- [PAGE EXCERPT]
▶

Life After Death: When You Die You Know You’re Dead As Consciousness Persists – Study express.co.uk
When the heart stops the blood supply to the brain is quickly cut off – and in operating theatres this moment would be recorded as the official time of death.
But studies show that the dead person’s mind and consciousness continue to work, at least for a short time – meaning the deceased can recognise their own death.
Indeed there is some evidence to suggest the ‘dead person’ may even hear their own death being announced as they lie on the operating theatre table.
The implications for amost all the world's religions which dictate a transfer of the soul at the moment of death are profound.
The macabre new studies also mirror the plotline of the Hollywood fllck Flatliners.
The film follows a group of medical students experimenting with near-death-experiences by taking turns to chemically induce their heart to stop – and Flatline.
In the movie the stars experience some form of afterlife but the reality of the new research is SO much weirder and so much more frightening.

◀

- [INSTRUCTIONS TO FOLLOW] According to the article on life after death, which Hollywood film do the new studies mirror? The data that comes next has no connection to the article on life after death.

- [EXCERPTED RECORDS]
▶

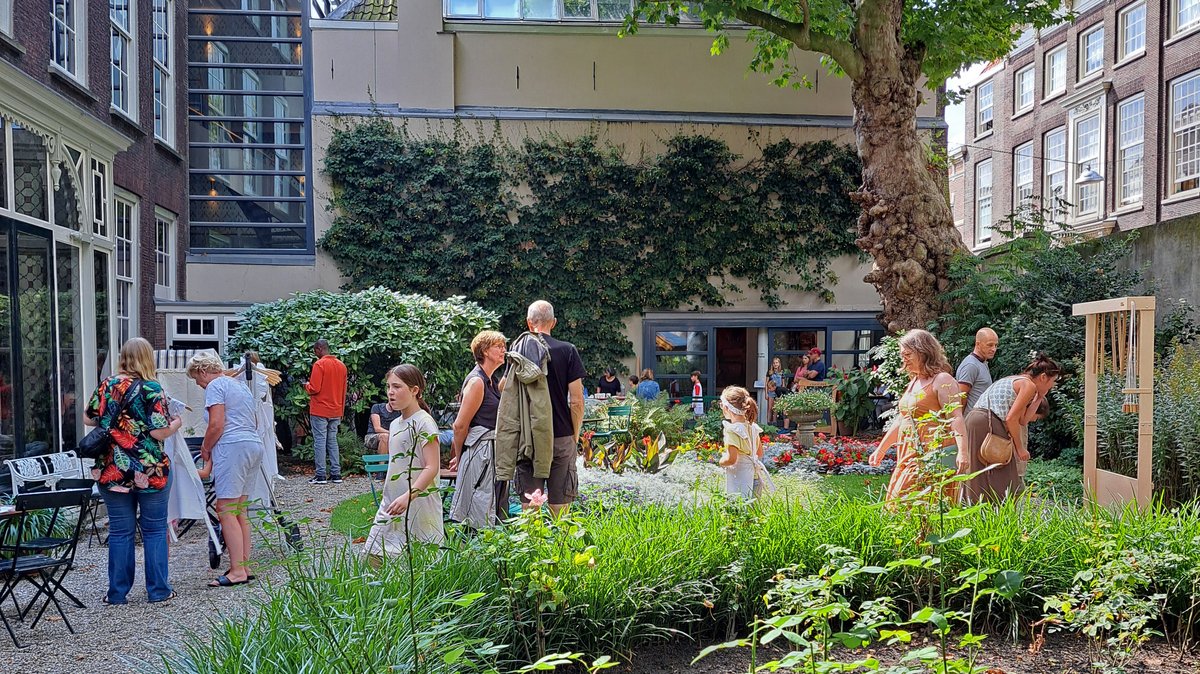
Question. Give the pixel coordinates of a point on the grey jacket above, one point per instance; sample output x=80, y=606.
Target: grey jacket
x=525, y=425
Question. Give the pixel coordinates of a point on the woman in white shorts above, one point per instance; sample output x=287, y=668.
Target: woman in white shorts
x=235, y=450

◀
▶

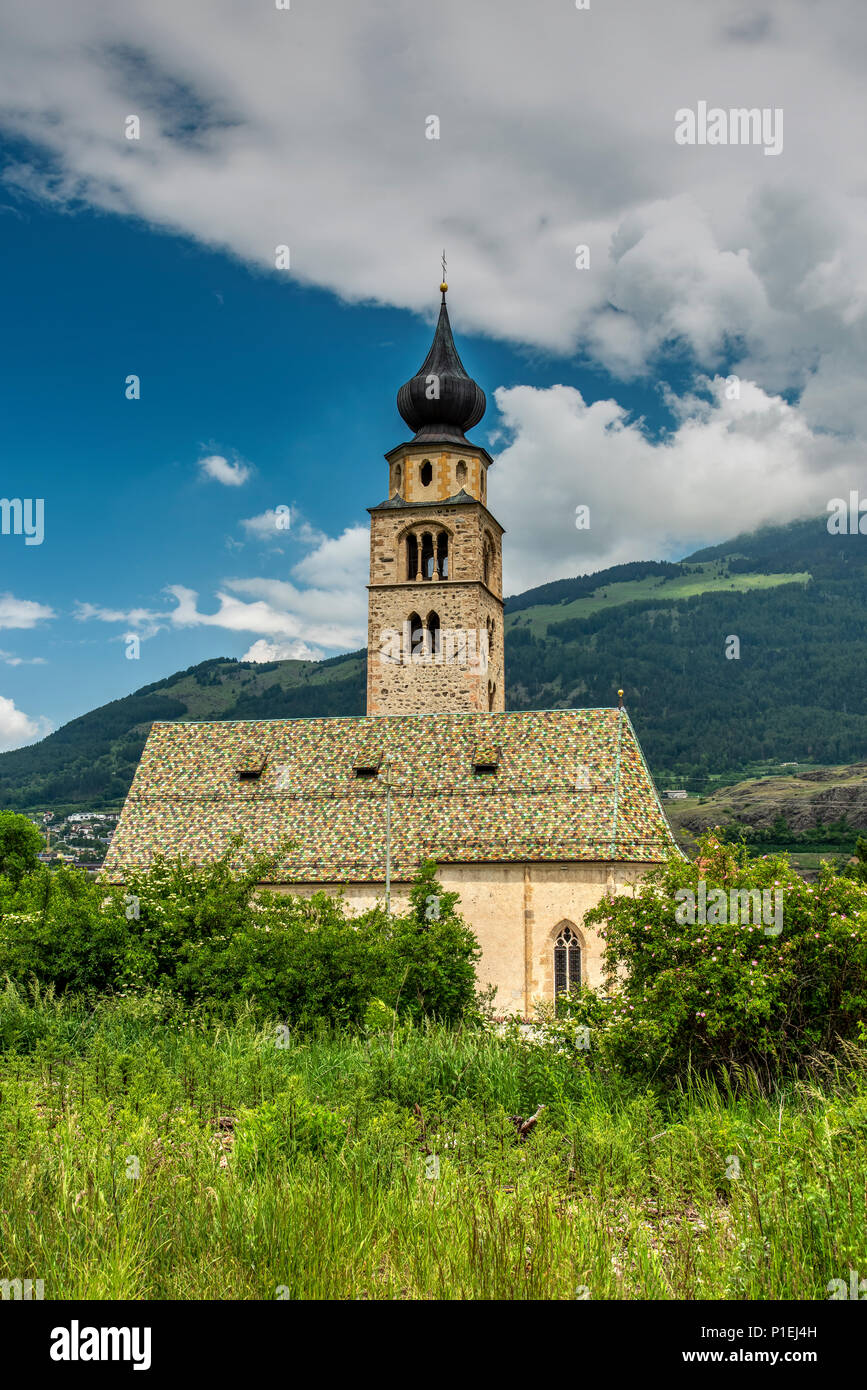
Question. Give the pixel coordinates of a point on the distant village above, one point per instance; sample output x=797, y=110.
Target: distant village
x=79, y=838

◀

- [OUTPUT BELOW] Flatliners